Pull out each line of the items below that contains the string "plate", matching case.

— Begin Items —

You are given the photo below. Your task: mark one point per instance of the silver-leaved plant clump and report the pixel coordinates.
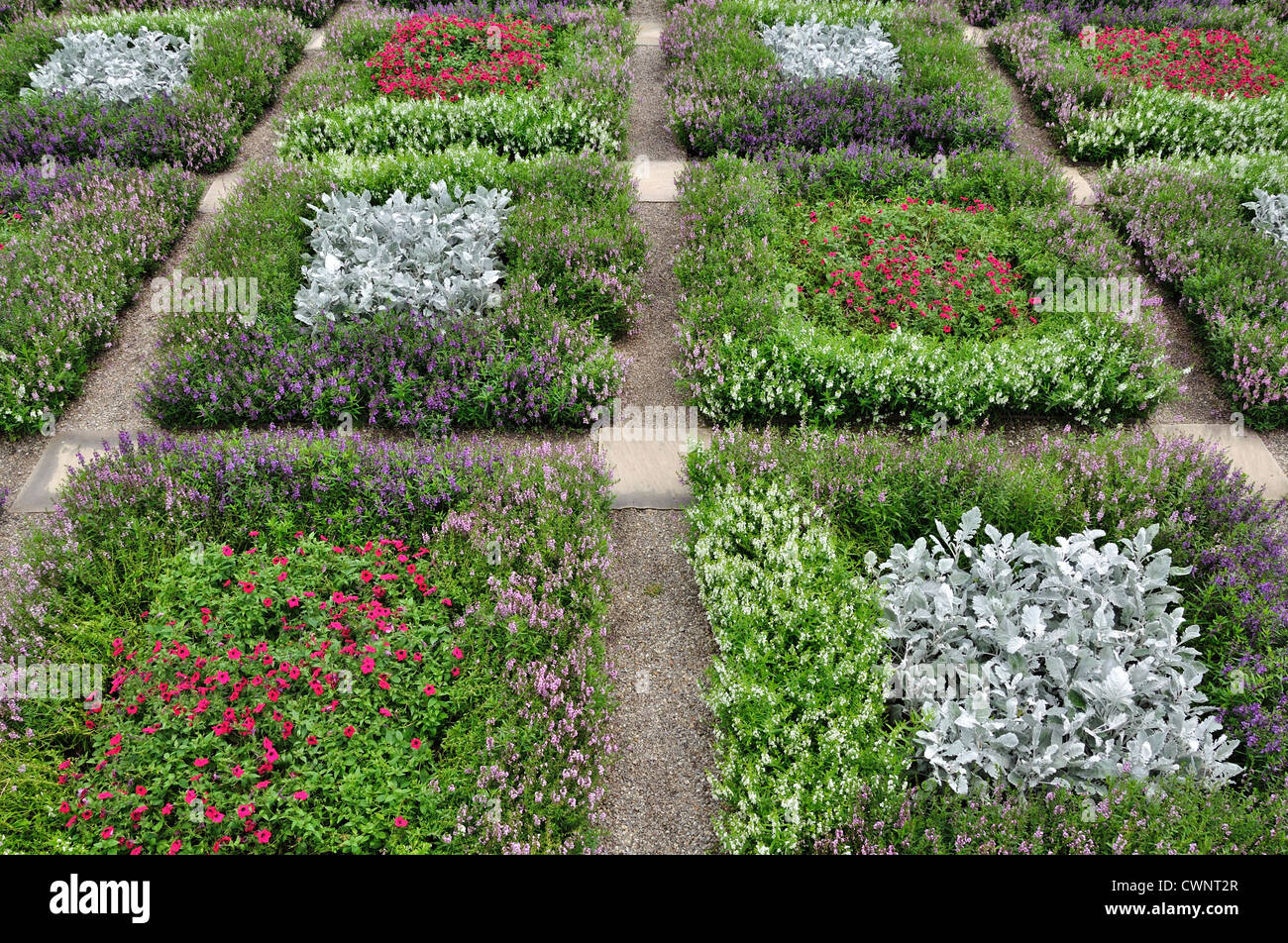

— End Items —
— Begin Items —

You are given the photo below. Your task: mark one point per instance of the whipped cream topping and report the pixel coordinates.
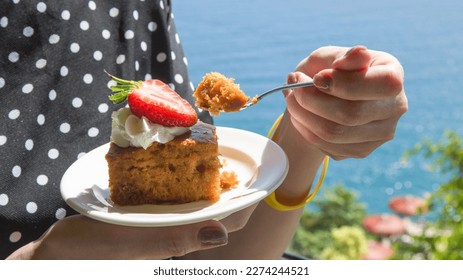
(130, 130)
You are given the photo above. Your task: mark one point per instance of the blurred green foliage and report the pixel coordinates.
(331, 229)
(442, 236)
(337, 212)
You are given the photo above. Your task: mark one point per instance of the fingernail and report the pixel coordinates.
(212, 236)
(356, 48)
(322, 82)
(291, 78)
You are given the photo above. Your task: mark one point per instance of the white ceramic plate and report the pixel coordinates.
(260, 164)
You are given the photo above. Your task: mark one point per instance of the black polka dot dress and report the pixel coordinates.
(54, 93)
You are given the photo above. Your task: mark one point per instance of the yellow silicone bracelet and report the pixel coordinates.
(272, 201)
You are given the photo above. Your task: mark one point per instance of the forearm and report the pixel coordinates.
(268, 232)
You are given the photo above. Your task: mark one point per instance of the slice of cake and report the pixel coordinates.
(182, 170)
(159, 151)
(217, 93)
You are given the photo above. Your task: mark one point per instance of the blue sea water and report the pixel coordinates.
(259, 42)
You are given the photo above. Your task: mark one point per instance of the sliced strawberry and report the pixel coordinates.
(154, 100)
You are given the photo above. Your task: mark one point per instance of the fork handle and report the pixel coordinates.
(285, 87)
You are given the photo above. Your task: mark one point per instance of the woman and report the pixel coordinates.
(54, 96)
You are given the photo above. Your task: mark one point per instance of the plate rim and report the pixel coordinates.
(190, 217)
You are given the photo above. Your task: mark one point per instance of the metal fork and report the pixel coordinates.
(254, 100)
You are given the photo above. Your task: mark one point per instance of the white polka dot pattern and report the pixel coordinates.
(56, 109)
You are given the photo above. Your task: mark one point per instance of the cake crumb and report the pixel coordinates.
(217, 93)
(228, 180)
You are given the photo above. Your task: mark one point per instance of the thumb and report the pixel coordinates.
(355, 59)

— End Items —

* **Correct response**:
You are given the photo above. Your task: mark one point per instance of the white ceramic plate and report the pixel coordinates.
You are given the photo above. Your task: mark one point per instance of the plate rim and report the pixel coordinates.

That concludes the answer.